[Begin The input]
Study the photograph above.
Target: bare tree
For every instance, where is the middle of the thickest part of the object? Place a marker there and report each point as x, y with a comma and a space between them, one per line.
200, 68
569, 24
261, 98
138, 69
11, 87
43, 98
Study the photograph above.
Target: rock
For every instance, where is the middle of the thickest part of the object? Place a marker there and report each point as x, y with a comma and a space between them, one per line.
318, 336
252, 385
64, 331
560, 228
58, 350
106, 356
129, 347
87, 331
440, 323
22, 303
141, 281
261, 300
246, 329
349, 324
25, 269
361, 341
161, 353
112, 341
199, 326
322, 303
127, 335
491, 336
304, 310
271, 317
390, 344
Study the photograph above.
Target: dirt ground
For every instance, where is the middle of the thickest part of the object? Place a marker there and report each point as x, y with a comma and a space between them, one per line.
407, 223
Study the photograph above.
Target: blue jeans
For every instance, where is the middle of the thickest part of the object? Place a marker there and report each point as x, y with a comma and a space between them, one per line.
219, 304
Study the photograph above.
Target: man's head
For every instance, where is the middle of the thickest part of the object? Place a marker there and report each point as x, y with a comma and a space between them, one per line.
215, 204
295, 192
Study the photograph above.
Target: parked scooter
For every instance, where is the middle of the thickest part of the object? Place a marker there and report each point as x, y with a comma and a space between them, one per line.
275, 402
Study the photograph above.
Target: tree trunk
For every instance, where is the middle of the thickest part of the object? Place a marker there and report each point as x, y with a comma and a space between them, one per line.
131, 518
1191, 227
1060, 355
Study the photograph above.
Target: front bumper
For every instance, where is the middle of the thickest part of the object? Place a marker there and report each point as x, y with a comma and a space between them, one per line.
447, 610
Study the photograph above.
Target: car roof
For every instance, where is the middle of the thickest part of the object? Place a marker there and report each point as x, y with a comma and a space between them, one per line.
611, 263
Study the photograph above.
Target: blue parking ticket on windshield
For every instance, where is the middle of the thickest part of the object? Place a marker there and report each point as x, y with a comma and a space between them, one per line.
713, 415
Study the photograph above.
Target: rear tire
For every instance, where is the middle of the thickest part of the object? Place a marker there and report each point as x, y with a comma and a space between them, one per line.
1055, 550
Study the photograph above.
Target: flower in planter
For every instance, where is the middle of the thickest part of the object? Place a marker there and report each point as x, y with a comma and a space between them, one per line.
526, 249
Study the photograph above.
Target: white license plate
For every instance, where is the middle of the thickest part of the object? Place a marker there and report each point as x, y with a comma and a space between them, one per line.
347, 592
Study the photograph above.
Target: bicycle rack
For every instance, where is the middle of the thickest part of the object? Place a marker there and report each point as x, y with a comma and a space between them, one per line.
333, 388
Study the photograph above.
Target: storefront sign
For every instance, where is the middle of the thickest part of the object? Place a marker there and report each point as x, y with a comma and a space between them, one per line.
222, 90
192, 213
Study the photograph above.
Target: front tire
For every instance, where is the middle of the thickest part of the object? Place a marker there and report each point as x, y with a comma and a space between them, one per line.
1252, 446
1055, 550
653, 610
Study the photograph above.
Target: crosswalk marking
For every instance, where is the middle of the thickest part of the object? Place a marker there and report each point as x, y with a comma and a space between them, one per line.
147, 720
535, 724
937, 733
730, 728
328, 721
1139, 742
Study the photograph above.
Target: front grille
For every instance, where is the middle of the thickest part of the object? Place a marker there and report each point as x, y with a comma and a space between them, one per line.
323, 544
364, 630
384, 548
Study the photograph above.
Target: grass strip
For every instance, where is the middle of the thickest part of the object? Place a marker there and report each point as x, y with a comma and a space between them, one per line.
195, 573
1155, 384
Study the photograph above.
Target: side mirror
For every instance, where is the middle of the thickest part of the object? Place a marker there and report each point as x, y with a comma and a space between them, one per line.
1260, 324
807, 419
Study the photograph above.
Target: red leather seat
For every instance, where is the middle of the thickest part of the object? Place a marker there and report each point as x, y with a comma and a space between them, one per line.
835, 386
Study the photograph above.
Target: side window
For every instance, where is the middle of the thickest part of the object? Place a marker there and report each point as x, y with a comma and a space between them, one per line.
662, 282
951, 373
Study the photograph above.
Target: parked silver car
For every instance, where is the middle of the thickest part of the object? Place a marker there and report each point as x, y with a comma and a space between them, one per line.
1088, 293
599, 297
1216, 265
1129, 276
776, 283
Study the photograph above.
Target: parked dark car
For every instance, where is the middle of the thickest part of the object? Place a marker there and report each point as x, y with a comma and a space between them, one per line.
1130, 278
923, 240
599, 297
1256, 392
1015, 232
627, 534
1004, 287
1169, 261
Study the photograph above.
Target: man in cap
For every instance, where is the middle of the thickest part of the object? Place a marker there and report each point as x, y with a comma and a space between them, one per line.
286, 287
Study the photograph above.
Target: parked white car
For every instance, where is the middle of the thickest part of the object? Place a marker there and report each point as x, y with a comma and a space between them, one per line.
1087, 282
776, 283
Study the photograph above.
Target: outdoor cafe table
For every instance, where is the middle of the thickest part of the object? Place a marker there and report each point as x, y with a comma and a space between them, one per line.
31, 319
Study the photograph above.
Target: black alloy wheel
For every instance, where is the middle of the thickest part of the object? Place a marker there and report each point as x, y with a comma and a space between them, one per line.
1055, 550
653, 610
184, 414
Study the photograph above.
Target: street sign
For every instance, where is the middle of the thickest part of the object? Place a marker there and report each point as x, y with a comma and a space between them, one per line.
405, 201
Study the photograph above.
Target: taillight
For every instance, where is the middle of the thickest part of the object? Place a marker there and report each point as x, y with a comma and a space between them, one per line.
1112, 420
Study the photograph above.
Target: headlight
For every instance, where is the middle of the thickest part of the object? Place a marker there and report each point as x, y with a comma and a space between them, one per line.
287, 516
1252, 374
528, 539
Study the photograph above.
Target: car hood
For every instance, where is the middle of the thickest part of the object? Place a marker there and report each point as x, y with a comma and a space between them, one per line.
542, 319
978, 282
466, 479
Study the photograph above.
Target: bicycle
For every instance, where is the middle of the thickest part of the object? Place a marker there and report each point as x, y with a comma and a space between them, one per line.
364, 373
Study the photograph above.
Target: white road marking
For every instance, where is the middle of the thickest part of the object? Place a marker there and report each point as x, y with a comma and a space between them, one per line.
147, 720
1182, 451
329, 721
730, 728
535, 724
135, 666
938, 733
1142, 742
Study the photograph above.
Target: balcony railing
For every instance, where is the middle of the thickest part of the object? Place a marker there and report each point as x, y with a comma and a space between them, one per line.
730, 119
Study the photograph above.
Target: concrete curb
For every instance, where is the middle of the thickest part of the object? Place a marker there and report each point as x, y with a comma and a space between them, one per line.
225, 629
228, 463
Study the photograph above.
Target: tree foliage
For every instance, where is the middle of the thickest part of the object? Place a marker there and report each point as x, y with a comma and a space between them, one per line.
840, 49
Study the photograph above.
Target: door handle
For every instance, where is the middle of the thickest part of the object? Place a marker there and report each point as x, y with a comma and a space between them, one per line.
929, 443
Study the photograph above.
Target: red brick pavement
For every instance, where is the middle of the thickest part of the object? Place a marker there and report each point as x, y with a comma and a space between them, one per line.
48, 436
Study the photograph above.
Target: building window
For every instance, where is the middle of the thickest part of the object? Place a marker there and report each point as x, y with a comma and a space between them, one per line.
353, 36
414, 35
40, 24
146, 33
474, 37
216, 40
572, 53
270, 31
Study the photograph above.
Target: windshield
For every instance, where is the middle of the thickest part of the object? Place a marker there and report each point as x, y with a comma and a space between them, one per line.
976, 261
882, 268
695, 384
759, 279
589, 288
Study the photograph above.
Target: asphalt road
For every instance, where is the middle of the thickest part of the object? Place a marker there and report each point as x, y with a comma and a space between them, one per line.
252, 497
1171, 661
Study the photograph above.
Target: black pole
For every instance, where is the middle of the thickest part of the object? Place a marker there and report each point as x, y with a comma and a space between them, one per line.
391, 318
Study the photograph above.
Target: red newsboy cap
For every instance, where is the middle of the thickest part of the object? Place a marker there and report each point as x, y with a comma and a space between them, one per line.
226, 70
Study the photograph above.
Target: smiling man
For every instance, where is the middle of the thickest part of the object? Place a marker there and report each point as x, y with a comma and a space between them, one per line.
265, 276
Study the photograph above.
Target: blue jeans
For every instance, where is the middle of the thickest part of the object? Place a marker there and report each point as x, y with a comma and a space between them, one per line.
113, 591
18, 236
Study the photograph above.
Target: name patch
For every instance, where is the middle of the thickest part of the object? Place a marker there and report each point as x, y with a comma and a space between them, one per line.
[End The input]
**Aim**
Gather every line from the entries above that contains the word "road", and list those lines in their original order.

**The reply**
Target: white road marking
Target: asphalt road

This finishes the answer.